| CHALLENGE |
Update everything from the line containing "Where can the mown" down to the end of the data, replacing "mown grass" with "cut grass" and leaving all else unchanged.

Position identification records

■ ■ ■ ■ ■ ■ ■

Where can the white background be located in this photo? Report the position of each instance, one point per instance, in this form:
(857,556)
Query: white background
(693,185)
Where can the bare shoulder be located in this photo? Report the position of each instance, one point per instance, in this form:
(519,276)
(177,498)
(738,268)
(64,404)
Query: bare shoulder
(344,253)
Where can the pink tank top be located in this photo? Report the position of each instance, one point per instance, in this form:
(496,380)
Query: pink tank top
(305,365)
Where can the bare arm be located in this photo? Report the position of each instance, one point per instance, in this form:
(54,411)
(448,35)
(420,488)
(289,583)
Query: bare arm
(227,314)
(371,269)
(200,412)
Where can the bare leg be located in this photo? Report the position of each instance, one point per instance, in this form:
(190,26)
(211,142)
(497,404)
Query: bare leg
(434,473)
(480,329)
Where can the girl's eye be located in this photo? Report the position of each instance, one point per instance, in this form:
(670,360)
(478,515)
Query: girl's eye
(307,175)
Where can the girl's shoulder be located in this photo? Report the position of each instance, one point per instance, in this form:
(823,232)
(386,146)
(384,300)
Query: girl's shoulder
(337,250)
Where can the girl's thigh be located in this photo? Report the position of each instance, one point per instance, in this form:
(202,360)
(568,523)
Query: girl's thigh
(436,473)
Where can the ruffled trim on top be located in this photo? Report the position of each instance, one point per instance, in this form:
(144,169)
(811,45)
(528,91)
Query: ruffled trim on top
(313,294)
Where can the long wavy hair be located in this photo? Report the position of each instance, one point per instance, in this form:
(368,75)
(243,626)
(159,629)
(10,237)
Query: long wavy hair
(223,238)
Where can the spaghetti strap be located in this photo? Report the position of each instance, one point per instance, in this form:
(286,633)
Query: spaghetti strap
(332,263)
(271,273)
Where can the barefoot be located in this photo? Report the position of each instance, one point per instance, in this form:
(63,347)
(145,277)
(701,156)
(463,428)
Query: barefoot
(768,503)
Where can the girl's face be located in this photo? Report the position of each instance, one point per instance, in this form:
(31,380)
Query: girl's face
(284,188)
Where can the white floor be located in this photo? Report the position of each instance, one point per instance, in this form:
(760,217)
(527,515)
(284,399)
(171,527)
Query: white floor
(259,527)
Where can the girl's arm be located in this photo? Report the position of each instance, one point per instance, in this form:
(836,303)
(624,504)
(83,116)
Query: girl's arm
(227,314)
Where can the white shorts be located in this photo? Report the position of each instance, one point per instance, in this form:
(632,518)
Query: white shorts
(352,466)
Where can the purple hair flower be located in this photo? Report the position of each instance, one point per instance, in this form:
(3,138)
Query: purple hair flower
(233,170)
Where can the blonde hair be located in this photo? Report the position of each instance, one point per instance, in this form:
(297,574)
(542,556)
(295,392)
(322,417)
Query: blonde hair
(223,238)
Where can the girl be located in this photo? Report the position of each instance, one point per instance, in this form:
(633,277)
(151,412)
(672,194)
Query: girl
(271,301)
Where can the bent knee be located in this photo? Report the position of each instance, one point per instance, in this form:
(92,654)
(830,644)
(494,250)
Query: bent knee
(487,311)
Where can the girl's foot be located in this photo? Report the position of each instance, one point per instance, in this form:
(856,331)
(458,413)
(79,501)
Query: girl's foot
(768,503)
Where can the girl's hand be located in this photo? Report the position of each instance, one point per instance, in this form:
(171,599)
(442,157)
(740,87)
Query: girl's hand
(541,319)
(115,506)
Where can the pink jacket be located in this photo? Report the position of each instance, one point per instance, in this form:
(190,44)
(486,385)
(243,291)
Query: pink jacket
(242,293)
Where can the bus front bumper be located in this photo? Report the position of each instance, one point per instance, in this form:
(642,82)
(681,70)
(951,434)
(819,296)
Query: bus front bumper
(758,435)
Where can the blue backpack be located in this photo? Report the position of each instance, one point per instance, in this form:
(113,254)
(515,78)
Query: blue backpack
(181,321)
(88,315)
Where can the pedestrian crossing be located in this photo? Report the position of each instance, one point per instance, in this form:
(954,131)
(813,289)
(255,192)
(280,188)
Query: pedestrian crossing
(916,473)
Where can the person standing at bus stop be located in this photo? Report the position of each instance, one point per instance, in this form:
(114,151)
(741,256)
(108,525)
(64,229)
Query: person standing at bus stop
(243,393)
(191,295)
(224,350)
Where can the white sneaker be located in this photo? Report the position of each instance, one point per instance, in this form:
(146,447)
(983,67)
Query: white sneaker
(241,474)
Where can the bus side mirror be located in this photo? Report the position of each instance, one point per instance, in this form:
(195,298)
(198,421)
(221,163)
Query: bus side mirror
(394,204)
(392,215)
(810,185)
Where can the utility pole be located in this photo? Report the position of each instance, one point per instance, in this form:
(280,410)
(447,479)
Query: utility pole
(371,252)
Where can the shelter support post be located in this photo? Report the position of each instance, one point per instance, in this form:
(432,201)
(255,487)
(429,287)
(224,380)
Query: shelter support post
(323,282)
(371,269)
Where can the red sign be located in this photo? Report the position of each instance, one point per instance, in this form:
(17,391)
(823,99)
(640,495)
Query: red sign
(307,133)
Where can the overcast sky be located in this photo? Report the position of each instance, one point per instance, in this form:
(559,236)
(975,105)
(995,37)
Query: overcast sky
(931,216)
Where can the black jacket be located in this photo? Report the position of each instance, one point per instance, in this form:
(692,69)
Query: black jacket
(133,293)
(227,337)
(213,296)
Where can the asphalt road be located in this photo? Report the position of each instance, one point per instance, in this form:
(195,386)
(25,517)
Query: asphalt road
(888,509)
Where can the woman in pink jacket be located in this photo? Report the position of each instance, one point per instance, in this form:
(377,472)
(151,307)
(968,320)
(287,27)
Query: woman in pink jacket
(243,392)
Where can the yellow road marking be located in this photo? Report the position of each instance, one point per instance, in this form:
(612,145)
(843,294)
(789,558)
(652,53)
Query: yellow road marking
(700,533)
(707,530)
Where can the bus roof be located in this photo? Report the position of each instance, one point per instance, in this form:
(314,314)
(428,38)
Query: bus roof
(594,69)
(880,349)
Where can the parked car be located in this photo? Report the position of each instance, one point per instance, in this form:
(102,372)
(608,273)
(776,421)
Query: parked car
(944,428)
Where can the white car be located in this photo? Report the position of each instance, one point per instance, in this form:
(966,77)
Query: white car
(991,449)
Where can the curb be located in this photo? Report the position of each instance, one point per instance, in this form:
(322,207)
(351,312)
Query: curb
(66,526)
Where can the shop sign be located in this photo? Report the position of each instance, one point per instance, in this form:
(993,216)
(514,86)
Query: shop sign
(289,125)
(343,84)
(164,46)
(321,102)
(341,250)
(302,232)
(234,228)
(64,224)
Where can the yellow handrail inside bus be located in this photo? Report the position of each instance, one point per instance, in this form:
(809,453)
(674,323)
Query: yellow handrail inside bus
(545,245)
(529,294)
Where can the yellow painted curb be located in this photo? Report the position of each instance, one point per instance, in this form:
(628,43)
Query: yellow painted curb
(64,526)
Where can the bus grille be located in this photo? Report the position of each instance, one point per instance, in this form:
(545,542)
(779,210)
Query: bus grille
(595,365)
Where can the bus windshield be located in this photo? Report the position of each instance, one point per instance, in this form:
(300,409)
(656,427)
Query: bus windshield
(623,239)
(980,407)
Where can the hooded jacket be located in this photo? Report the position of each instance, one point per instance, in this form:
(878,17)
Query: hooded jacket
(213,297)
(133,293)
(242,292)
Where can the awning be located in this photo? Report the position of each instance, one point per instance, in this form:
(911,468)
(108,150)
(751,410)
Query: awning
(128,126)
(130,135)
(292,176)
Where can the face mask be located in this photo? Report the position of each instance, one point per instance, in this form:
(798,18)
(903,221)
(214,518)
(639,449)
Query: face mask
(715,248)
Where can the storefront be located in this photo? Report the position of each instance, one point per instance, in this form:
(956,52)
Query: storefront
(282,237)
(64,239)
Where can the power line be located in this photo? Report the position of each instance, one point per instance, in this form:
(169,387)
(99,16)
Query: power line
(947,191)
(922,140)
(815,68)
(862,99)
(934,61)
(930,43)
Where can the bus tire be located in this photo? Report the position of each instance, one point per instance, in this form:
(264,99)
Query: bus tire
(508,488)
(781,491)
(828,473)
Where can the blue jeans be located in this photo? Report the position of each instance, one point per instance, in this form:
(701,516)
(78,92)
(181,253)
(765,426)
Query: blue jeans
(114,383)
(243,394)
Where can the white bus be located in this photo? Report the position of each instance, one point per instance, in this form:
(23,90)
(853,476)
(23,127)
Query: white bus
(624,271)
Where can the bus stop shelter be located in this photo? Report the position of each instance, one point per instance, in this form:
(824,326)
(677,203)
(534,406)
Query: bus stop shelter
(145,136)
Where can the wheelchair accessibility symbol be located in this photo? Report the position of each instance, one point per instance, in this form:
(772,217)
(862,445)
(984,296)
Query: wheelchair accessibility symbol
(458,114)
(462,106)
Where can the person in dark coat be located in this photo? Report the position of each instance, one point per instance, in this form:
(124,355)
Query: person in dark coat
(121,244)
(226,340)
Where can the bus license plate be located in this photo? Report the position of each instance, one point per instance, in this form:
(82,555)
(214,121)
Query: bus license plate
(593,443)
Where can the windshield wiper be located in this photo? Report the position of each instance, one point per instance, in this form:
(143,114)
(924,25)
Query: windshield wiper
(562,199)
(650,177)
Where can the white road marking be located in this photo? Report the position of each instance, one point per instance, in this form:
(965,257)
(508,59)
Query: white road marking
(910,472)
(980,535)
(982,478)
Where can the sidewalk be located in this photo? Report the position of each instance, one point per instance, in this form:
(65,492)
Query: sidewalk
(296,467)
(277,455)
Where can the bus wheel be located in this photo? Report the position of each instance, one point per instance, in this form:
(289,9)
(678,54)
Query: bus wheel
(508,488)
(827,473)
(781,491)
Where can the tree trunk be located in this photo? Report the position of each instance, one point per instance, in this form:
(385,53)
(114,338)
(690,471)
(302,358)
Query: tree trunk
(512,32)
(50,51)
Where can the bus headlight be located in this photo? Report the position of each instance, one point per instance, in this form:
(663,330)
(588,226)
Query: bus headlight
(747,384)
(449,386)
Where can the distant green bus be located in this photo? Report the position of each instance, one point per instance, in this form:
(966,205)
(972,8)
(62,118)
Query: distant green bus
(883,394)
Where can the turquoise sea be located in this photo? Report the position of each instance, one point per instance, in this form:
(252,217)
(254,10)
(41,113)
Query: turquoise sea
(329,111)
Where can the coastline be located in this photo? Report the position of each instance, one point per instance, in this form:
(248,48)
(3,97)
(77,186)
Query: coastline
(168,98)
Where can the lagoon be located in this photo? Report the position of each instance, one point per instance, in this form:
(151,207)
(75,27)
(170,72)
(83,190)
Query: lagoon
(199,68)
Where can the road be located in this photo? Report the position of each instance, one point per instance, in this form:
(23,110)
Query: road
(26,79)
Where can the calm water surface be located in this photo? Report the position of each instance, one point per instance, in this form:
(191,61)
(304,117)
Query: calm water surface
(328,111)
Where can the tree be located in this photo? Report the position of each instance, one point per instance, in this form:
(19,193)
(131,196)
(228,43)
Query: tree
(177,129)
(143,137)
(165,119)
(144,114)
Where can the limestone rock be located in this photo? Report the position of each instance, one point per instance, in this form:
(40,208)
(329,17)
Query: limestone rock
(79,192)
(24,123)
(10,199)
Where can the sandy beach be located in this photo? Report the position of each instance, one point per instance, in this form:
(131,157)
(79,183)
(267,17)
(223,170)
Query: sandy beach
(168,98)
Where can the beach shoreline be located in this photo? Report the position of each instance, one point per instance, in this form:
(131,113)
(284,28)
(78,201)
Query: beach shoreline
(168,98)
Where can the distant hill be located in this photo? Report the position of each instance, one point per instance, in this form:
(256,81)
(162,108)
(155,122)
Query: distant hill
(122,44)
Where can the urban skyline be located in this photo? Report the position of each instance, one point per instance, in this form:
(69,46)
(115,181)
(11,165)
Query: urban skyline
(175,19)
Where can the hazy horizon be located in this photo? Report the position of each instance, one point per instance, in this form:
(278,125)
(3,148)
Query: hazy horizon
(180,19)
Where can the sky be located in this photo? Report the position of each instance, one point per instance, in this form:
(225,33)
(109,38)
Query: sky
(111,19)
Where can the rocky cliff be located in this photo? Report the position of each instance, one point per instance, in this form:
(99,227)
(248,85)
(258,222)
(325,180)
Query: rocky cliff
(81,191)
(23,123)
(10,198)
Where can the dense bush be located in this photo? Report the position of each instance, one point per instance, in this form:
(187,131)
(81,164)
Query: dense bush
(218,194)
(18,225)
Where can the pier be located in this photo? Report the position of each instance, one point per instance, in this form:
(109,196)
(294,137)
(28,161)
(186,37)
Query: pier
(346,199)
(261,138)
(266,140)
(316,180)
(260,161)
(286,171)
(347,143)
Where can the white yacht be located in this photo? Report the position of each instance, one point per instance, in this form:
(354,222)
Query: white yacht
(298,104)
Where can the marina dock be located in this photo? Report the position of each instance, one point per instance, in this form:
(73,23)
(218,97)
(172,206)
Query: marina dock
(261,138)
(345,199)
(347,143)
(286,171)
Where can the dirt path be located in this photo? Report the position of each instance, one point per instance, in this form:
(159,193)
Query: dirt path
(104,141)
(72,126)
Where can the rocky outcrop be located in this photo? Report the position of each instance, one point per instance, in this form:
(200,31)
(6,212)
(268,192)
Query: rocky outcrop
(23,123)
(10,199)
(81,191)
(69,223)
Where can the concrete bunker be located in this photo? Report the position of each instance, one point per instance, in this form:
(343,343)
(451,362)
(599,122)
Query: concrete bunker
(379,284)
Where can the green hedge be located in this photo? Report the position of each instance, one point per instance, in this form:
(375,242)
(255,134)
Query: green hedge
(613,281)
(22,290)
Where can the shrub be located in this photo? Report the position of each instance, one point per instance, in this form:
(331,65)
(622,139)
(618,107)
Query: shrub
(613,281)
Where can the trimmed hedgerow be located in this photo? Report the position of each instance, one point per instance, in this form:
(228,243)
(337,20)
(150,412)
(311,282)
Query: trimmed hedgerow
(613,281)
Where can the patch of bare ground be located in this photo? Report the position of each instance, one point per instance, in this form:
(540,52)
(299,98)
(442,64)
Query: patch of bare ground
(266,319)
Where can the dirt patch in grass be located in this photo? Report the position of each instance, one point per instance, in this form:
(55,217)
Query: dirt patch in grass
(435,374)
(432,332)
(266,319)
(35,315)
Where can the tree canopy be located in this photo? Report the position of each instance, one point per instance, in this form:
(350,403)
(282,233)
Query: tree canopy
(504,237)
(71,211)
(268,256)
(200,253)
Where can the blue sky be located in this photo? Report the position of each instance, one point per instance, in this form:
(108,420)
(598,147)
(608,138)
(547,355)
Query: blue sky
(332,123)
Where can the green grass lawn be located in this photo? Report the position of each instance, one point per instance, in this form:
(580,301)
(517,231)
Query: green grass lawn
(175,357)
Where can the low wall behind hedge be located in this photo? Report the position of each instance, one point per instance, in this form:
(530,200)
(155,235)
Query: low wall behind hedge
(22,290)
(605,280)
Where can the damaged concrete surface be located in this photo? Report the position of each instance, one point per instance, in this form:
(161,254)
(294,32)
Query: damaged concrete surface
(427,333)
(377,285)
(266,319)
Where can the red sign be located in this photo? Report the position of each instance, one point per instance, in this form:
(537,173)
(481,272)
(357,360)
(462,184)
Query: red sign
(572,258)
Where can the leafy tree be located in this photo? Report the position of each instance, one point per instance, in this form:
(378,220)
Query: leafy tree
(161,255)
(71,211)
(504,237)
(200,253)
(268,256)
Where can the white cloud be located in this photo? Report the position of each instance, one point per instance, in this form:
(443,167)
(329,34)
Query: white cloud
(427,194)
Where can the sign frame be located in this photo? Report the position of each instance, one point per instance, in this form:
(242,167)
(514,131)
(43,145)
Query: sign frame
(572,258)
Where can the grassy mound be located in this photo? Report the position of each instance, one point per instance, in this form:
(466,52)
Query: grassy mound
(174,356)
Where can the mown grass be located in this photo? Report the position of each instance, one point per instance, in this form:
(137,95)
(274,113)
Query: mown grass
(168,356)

■ ■ ■ ■ ■ ■ ■

| EXERCISE OUTPUT |
Where can the cut grass be located in this photo? Report the position of each instance, one point per instance, in this form:
(137,95)
(274,113)
Query: cut grass
(168,356)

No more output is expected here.